===== 元の文章 =====

勇気づけリーダーの学級経営〜これからを生きる資質・能力を育てる教師の役割〜
これからを生きる資質・能力を学級でつけるには?勇気づけリーダーの学級経営
勇気づけリーダーの学級経営(12)
本当に不適切なのは
〜これからを生きる資質・能力を育てる教師の役割〜
上越教育大学教授赤坂 真二
2018/5/15 掲載
  • 勇気づけリーダーの学級経営
  • 学級経営

1 “気になる子”とクラスの荒れ

 全国の学校、学級支援をさせていただく中で、クラスの荒れの問題をお聞きすることがあります。先生方はそうした困難な状況に真剣に向き合っていて、本当に頭が下がる思いです。クラスの荒れの説明を受けるときは大体、発達の支援が必要な子どもたちや気になる子どもたちのことから話が始まります。時にはそうした子どもたちの振る舞いによって、クラスが荒れた、壊れたというような話になります。割とこうした話は、学級の実態は多様であるにもかかわらず、全国どこでも共通したストーリーで、荒れる道筋はほぼ同じで、しかも、その根本となる要因に気になる子どもたちがいます。しかし、

本当に発達に特別な支援の必要な子どもたちや気になる子どもたちが、クラスの荒れの理由なのか

 これについてはしっかり考えておく必要があります。
 関わってきた事例に、これまで述べてきたことを勘案すると、クラスの荒れには下図のような流れが見て取れます。 

図1

(1) 不適切な行動の反復
 まず、子どもたちの不適切な行動の反復が見られます。一度や二度のことならば、教師にとってそれほど気にはならないわけです。しかし、それが繰り返されると、「また?」と呆れたり、いらいらしてくるわけです。そうして、子どもたちのそうした行動は「気になる行動」となり、その子は「気になる子」として教師に認識されます。職員室では、お茶飲み話の話題に上り始めているかもしれません。

(2) 不適切な行動に対する注意・叱責・放置
 不適切な行動に対しては、当然、教師はなんとかしようとしますから、そこに声をかけるとか注意するとか、なんらかの抑止の働きかけがなされます。「○○さん、○○さん!」と名前を呼ぶとか、「お、どうした?」といった「その行動に先生は気付いていますよ」というお知らせの形で行われる場合もあるでしょう。時には、叱るというか怒るという教師もいることでしょう。それでその行動が止んでくれたら、問題にはなっていかないことでしょう。その時点で、その子は気になる子の座から降りることになります。

===== 保存データ =====

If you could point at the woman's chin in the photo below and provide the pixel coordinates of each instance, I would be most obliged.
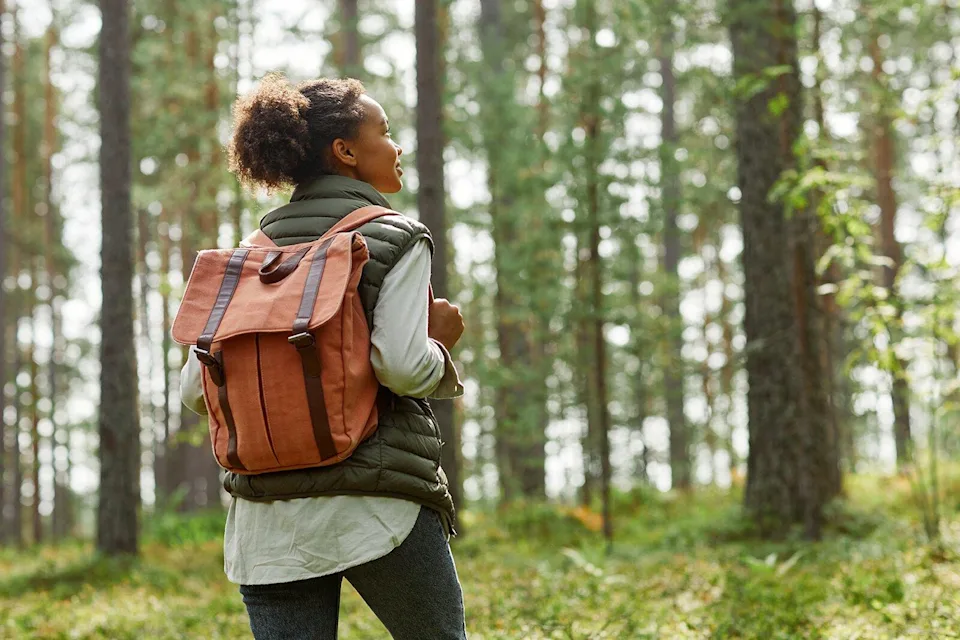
(393, 187)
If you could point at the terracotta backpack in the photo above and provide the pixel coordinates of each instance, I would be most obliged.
(285, 345)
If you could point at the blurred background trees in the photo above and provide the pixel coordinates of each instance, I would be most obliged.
(696, 243)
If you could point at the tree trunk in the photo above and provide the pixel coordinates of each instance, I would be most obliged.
(430, 200)
(639, 351)
(5, 309)
(348, 51)
(884, 156)
(34, 368)
(16, 497)
(119, 424)
(673, 375)
(52, 244)
(161, 462)
(520, 440)
(782, 487)
(727, 373)
(18, 192)
(833, 352)
(598, 373)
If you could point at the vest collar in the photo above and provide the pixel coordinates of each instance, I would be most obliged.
(338, 187)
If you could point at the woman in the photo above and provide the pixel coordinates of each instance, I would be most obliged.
(382, 518)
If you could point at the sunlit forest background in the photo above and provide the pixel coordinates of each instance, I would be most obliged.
(708, 255)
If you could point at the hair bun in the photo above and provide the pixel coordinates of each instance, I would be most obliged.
(271, 136)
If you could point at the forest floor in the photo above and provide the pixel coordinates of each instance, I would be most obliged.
(683, 567)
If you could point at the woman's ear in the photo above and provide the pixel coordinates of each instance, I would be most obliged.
(343, 152)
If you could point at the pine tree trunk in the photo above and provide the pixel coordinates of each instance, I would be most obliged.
(119, 423)
(635, 260)
(598, 373)
(726, 376)
(36, 519)
(884, 156)
(673, 375)
(430, 201)
(18, 222)
(782, 485)
(16, 497)
(348, 51)
(162, 461)
(5, 309)
(206, 463)
(832, 352)
(520, 443)
(53, 241)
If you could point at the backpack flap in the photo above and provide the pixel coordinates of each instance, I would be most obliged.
(260, 289)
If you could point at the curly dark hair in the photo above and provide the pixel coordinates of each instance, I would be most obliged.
(282, 134)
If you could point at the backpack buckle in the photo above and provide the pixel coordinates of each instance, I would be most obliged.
(213, 365)
(303, 340)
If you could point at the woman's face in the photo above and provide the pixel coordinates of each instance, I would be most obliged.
(372, 156)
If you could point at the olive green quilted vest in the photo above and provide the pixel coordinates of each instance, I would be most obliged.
(402, 458)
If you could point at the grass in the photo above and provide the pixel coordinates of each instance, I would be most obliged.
(683, 567)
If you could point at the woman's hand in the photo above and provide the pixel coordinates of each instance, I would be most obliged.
(445, 323)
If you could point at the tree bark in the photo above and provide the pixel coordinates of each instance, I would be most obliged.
(119, 423)
(782, 487)
(430, 200)
(884, 158)
(348, 53)
(673, 375)
(5, 308)
(52, 245)
(598, 373)
(520, 439)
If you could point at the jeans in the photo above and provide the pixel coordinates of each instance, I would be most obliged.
(414, 590)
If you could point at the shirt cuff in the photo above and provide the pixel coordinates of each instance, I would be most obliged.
(449, 386)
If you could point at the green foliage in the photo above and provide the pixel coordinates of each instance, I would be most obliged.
(170, 528)
(683, 569)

=====

**やること**
学級経営の記事では、クラスが荒れていく流れの中で最初に見られるのは何だと書いてありますか。

**練習の結果**
子どもたちの不適切な行動の反復です。